TASK OBJECTIVE: All of the data needs to be repeated exactly.

(MATERIALS PROVIDED begins)

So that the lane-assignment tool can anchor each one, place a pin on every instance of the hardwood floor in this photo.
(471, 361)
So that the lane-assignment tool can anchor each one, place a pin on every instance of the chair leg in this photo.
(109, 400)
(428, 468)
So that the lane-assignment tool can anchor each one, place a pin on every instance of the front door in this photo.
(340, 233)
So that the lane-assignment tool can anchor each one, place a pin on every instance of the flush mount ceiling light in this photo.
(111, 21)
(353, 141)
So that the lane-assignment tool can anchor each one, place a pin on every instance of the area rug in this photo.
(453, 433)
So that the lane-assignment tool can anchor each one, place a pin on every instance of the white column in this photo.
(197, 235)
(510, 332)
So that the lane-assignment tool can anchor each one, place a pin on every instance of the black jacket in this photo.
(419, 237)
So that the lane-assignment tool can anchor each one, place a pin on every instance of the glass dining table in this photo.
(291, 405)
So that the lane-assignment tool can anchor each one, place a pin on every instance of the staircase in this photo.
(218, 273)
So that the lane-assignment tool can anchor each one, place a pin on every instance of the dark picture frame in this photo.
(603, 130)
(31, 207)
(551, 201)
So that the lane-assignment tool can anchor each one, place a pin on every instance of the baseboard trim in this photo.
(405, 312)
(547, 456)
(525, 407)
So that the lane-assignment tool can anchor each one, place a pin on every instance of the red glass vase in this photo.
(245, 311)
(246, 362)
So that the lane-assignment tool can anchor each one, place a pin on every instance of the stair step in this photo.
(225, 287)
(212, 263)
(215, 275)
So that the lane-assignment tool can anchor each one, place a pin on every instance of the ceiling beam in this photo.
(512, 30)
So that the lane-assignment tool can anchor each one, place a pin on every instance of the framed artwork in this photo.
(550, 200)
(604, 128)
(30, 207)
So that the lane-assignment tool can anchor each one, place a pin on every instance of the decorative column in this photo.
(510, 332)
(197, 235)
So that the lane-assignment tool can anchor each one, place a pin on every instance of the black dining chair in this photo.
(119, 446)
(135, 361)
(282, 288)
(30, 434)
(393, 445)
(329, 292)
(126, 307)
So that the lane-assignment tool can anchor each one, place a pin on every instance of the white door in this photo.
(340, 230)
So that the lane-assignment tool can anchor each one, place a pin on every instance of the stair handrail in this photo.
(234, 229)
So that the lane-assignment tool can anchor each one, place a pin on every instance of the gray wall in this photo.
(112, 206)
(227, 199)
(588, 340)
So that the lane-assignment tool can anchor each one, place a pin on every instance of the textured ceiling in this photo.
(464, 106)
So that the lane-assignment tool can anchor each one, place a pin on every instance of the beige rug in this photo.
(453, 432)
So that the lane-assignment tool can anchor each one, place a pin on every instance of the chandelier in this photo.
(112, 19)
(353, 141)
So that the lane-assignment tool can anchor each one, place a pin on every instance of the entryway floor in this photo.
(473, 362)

(MATERIALS PROVIDED ends)

RESPONSE:
So that the lane-assignment tool can anchor each one, place a pin on every instance of the hardwood floor in this photo.
(471, 361)
So that the lane-assignment tool can anchor each one, place a pin on every instance of the chair leg in this photo.
(109, 400)
(428, 468)
So that the lane-assignment tool can anchor each one, place a pin on every instance of the front door in this photo.
(340, 233)
So that the lane-assignment tool can anchor each one, place a pin on every instance of the flush mount ceiling light in this photo.
(111, 21)
(353, 141)
So that the lane-assignment tool can anchor each one, place a pin on every instance of the area rug in this photo.
(453, 433)
So that the lane-assignment tool can anchor each one, place a pin on every instance of the white column in this photo.
(197, 235)
(510, 332)
So that the lane-assignment tool can anchor each one, place a pin on every instance of the black jacket in this photo.
(419, 237)
So that the lane-assignment tool can anchor each one, place a pin on every instance of the glass dining table in this photo.
(291, 405)
So that the lane-assignment tool can anchor each one, place a pin on every instance of the staircase in this photo.
(218, 273)
So that the lane-assignment tool can anchor each one, place a pin on every instance of the dark picture frame in this photo.
(603, 130)
(31, 207)
(551, 201)
So that the lane-assignment tool can anchor each one, place a pin on every instance of the baseboard trim in this photo.
(405, 312)
(547, 456)
(525, 407)
So that the lane-assignment tool can anchor each one, place a pin on every instance of the red glass vase in this photo.
(245, 311)
(246, 362)
So that the lane-assignment tool can anchor each one, place a pin on every instance of the stair step in this photo.
(225, 287)
(212, 263)
(215, 275)
So that the lane-assignment tool can anchor each one, place a pin on every instance of the ceiling beam in this photo.
(512, 30)
So that the lane-assignment tool can anchor each one, place a pin on every instance of the framed artwork in this photo.
(550, 200)
(604, 128)
(30, 207)
So that the lane-assignment tool can anchor each one, place a pin on every instance of the decorative column in this photo.
(510, 332)
(197, 235)
So that the lane-assignment tool can anchor each one, place a pin on every instance of the black dining chair in this photo.
(119, 446)
(135, 361)
(282, 288)
(30, 434)
(393, 445)
(329, 292)
(126, 307)
So that the lane-assignment tool can anchor each one, place a pin on every instance of the white door in this photo.
(340, 230)
So that the lane-assignment tool can anchor each one, place a pin on every instance of the stair handrail in this photo.
(234, 229)
So that the lane-assignment tool can anchor each one, place a pin on every instance of the gray wall in this photo.
(112, 206)
(227, 199)
(588, 340)
So that the lane-assignment tool can anchor each one, place a pin on every instance of the textured ceiling in this photo.
(464, 106)
So that the lane-assignment tool can anchor each one, place a pin on every instance of the beige rug in this photo.
(453, 432)
So that the lane-assignment tool can anchor each one, place a pin on every instance of the chandelier in this photo.
(112, 19)
(353, 141)
So that the lane-assignment tool can anchor each one, place a pin on every instance of the entryway floor in this photo.
(473, 362)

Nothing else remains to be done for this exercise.